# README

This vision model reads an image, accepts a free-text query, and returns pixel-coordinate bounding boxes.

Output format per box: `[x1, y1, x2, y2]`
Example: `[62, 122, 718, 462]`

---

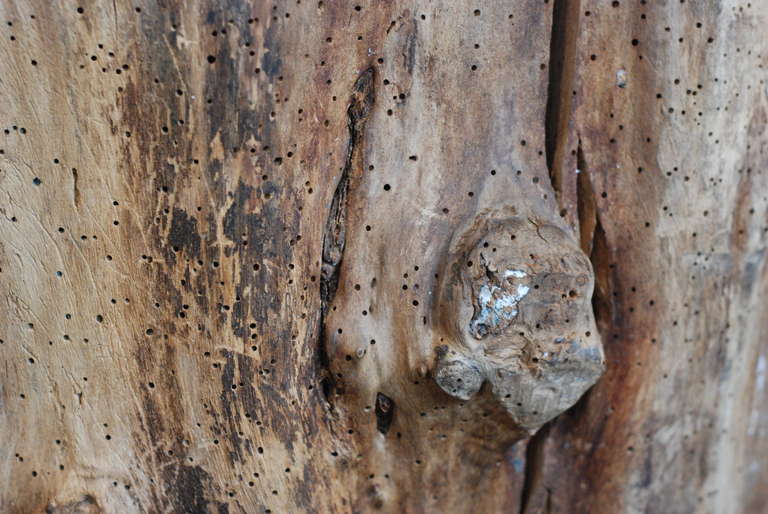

════════════════

Reproduce all of the data above word for word, leaving out the pictures.

Expected answer:
# README

This vision model reads an image, accepts a free-text query, and returns pixel-coordinate bounding boxes.

Output format per box: `[x1, y1, x2, y2]`
Example: `[62, 122, 718, 462]`

---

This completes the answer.